◆ Task objective
Each line from the one that contains "One point belongs on each instance of the snowshoe." to the end of the material must be quoted exactly; include both end lines and nothing else.

--- Start of Listing ---

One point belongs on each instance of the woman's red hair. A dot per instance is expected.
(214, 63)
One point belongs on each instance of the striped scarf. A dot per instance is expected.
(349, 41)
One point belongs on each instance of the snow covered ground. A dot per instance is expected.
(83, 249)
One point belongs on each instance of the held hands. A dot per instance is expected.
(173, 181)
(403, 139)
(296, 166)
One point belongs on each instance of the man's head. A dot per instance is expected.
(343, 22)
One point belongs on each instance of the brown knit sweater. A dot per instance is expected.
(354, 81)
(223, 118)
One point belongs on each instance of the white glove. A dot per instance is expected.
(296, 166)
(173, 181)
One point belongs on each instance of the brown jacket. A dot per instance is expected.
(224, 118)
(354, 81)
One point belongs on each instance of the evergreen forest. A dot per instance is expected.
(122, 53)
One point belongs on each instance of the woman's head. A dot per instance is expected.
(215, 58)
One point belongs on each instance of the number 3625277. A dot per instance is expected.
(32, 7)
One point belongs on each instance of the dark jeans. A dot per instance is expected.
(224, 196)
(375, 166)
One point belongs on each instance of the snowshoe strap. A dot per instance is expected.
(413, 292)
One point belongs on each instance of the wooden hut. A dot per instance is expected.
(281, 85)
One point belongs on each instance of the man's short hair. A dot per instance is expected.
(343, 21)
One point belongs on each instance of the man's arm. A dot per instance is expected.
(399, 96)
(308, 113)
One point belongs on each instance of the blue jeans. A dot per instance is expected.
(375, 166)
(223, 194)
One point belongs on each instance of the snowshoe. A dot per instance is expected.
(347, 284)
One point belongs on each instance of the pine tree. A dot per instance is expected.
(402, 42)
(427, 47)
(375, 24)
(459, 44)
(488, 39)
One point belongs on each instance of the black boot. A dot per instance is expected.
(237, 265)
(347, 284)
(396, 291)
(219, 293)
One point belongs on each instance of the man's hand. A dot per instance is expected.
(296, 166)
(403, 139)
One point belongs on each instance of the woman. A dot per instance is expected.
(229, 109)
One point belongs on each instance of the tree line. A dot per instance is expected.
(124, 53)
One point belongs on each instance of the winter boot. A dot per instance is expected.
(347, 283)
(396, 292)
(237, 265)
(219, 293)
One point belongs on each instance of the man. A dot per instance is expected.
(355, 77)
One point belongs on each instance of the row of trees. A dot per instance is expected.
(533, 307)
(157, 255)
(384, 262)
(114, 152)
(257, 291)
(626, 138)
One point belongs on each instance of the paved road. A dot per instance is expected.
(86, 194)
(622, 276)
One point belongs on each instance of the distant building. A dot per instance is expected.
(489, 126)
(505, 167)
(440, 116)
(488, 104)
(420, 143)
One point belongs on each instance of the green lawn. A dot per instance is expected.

--- End of Listing ---

◆ Result below
One point belongs on each instance of the snowshoe. A dot per instance is expected.
(347, 284)
One point belongs on each instance of the pine tree. A dot per instance is expected.
(402, 42)
(427, 47)
(375, 24)
(459, 44)
(488, 39)
One point belongs on each instance of the black boot. A dot per instance is expected.
(237, 265)
(347, 284)
(396, 291)
(219, 293)
One point belongs on each instance of the man's hand. A dot per instance is expected.
(296, 166)
(403, 139)
One point belongs on each instance of the woman. A dot per instance is expected.
(229, 109)
One point belongs on each instance of the tree line. A dot per instance is expected.
(124, 53)
One point belongs on each instance of the winter boot. A dot per instance is expected.
(347, 283)
(396, 292)
(237, 265)
(219, 293)
One point belongs on each instance of the man. A dot per instance is expected.
(355, 77)
One point belongs on each instance of the row of trees. A dot per instance is expected.
(533, 307)
(157, 255)
(384, 262)
(114, 152)
(257, 291)
(626, 138)
One point belongs on each instance of the paved road. A dot per instance is expected.
(86, 194)
(622, 276)
One point belongs on each instance of the distant building. A dot per instance is expected.
(489, 126)
(505, 167)
(440, 116)
(488, 104)
(420, 143)
One point belongs on each instance of the green lawn. A dot per instance is expected.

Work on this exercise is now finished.